Document extract Start Marker

The Bombay High Court on Friday granted bail to activist Anand Teltumbde, one of the accused persons in the Bhima Koregaon case, Bar and Bench reported.

However, the bench of Justices AS Gadkari and Milind Jadhav put a stay on the order for a week on the National Investigation Agency’s request for filing an appeal against the verdict in the Supreme Court.

The High Court has directed Teltumbde to furnish a personal bail bond of Rs 1 lakh and two sureties, Live Law reported.

The judges observed that offences under Sections 13 (unlawful activities), 16 (terrorist act) and 18 (conspiracy) of the Unlawful Activities Prevention Act were not made out against Teltumbde. Only offences under Sections 38 (membership of terrorist organisation) and 39 (support given to terrorist organisation) of the law could be proved, the bail order stated.

Teltumbde was among the 16 persons arrested in the Bhima Koregaon case, which pertains to caste violence in a village near Pune in 2018. He was arrested in April 2020. He is a noted writer of several books and has worked as a senior professor at the Goa Institute of Management.

The National Investigation Agency has claimed that Teltumbde was among the convenors of the Elgar Parishad held on December 31, 2017, which allegedly sparked the violence at Bhima Koregaon on the following day.

The agency also accused him of motivating his brother Milind Teltumbde to join the Maoist movement, and of sharing “banned literature” with him. Milind Teltumbde was among the 26 alleged Maoists killed in a gunfight with security forces in Maharashtra’s Gadchiroli district on November 13 last year.

Meanwhile, in his bail petition, Anand Teltumbde contended that he has been critical of the Maoist ideology, and had not contacted his brother for 25 years before his death. He also claimed that two protected witnesses who made allegations against him were “prima facie tutored with a desperate attempt to corroborate the prosecution’s case”.

NIA stalling court orders

Teltumbde’s bail order came on a day when the Supreme Court is slated to hear an application filed by the National Investigation Agency challenging the permission for house arrest of activist Gautam Navlakha, one of the co-accused persons in the Bhima Koregaon case.

On November 10, the Supreme Court had allowed Navlakha to be placed under house arrest for a month. This was after the 70-year-old activist filed a plea seeking to be shifted from jail on the grounds of ill health and poor facilities in prison.

Document extract End Marker

## Exercise tasks:
A – State whether each of the following statements agrees with the report on Anand Teltumbde's bail, answering yes or no and quoting the words of the report that decide it: (i) the bench stayed its order for two weeks; (ii) Teltumbde was arrested in April 2020; (iii) the judges found that an offence under Section 16 of the Unlawful Activities Prevention Act was made out against Teltumbde.
B – According to the report on Anand Teltumbde's bail, what did the High Court direct Teltumbde to furnish?
C – Extract the passage of the report on Anand Teltumbde's bail from "On November 10, the" to "facilities in prison.".

Source information Start Marker

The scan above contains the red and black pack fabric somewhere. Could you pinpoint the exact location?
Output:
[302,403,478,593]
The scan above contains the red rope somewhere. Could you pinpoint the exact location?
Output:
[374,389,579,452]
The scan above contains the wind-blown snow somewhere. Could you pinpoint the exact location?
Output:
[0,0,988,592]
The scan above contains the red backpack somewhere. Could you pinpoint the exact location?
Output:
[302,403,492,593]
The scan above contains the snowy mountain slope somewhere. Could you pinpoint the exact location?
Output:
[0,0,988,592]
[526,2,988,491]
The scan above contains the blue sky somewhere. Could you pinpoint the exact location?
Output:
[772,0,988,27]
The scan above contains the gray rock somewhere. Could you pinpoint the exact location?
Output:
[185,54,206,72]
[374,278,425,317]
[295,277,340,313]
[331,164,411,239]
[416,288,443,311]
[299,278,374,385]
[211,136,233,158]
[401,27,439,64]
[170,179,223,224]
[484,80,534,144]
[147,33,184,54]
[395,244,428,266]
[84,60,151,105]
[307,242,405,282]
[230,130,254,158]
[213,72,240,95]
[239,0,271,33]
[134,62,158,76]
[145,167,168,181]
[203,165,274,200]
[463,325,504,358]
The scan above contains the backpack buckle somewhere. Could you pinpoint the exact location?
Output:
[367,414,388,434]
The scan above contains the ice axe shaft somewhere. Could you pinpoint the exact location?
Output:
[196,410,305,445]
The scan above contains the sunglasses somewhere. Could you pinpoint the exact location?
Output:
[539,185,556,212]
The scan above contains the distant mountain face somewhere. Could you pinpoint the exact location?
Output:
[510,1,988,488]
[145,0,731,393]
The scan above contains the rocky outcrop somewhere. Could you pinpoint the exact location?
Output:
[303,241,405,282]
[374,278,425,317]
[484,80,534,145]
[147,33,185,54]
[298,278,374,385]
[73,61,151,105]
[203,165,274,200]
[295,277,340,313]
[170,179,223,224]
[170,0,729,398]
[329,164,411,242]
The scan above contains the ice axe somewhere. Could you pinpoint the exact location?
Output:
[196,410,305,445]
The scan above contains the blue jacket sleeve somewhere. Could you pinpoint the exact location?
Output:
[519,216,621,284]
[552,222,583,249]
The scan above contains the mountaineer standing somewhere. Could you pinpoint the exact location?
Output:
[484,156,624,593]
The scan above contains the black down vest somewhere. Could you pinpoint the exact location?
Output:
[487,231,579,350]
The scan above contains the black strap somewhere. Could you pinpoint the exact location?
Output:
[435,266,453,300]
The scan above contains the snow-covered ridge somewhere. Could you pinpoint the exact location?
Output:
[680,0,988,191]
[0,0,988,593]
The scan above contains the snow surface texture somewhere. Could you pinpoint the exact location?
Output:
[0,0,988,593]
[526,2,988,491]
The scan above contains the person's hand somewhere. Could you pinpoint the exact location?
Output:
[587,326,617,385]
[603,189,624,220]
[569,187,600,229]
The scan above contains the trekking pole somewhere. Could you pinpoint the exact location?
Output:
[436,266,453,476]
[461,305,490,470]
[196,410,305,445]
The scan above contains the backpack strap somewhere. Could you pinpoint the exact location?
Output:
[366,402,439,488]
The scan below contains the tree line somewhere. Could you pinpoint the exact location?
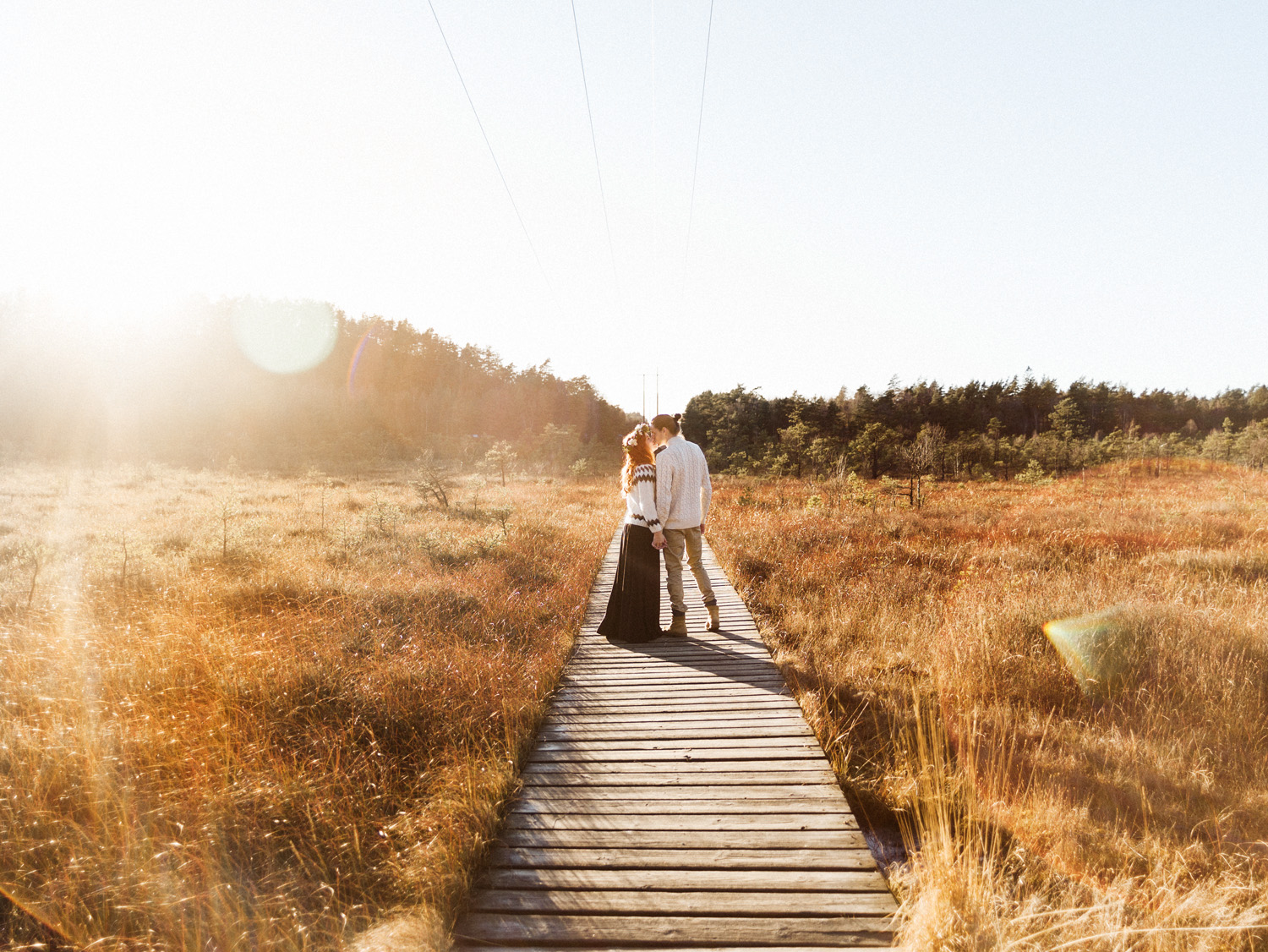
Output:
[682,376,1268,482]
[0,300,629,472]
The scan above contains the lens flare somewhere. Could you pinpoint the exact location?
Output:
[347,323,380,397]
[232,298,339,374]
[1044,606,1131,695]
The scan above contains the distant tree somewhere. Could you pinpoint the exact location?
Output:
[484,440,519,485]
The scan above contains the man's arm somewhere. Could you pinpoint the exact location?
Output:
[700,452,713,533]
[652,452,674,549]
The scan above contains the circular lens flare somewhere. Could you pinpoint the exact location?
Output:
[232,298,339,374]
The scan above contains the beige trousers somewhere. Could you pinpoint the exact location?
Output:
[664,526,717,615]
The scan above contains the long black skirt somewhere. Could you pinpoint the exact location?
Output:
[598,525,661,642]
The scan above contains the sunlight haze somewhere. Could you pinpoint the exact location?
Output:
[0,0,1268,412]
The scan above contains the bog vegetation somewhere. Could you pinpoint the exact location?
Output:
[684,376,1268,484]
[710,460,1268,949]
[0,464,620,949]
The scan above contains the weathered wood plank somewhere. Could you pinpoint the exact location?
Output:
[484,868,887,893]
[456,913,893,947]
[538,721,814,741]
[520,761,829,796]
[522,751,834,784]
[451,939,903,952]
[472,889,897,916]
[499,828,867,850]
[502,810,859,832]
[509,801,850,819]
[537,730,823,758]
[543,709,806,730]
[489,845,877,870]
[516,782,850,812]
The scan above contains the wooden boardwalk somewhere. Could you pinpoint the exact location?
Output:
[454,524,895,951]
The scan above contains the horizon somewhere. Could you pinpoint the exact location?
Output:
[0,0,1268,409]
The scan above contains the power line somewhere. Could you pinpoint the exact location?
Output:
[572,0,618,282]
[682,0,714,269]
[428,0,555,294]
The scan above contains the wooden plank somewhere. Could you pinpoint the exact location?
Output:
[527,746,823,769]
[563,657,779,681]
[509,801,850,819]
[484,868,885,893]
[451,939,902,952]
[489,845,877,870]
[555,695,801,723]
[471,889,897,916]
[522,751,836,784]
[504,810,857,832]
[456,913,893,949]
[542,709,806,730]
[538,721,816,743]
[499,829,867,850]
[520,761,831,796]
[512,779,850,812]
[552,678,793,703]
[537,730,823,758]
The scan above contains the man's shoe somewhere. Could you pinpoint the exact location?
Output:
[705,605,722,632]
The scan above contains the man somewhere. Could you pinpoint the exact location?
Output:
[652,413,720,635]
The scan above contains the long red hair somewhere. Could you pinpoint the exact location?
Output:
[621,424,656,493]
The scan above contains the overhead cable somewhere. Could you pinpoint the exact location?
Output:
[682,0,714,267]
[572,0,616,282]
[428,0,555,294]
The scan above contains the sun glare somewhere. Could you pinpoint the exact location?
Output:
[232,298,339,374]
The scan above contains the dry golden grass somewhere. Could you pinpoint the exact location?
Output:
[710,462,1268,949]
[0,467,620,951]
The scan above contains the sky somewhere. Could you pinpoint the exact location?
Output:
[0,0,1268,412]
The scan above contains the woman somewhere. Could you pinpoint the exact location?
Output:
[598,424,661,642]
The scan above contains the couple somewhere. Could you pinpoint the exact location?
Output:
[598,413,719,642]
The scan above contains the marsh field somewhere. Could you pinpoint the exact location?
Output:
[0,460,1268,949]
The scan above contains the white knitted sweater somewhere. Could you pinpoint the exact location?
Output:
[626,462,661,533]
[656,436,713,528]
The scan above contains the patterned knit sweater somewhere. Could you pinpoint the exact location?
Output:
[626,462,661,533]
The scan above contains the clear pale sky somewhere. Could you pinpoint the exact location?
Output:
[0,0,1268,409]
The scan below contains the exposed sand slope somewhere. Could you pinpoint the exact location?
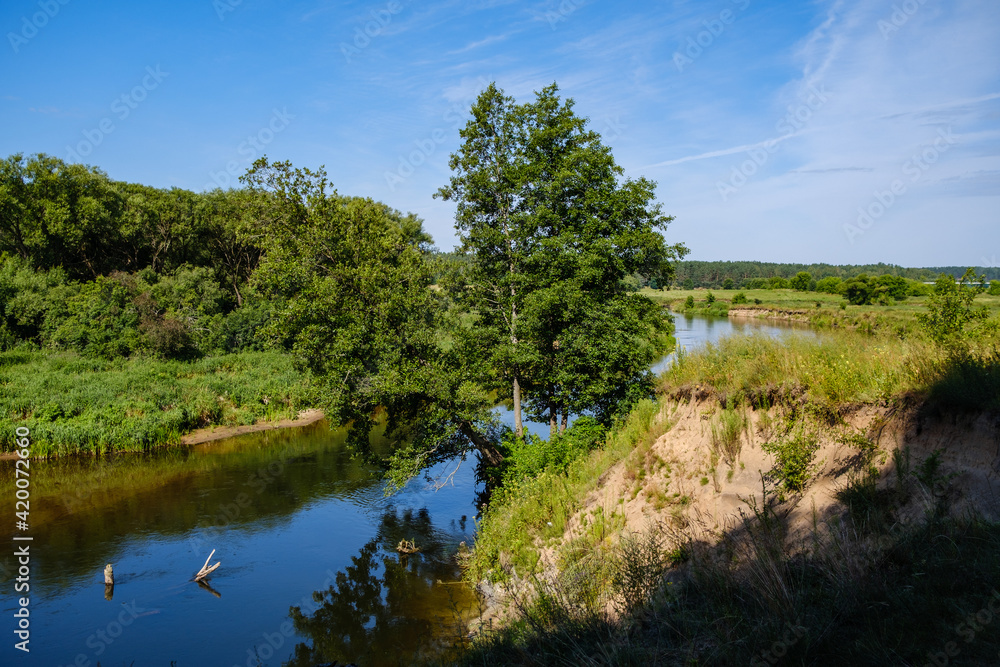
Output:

Source information End Marker

## Answer list:
A –
(i) No: "put a stay on the order for a week"
(ii) Yes: "He was arrested in April 2020."
(iii) No: "offences under Sections 13 (unlawful activities), 16 (terrorist act) and 18 (conspiracy) of the Unlawful Activities Prevention Act were not made out against Teltumbde"

B – A personal bail bond of Rs 1 lakh and two sureties.

C –
On November 10, the Supreme Court had allowed Navlakha to be placed under house arrest for a month. This was after the 70-year-old activist filed a plea seeking to be shifted from jail on the grounds of ill health and poor facilities in prison.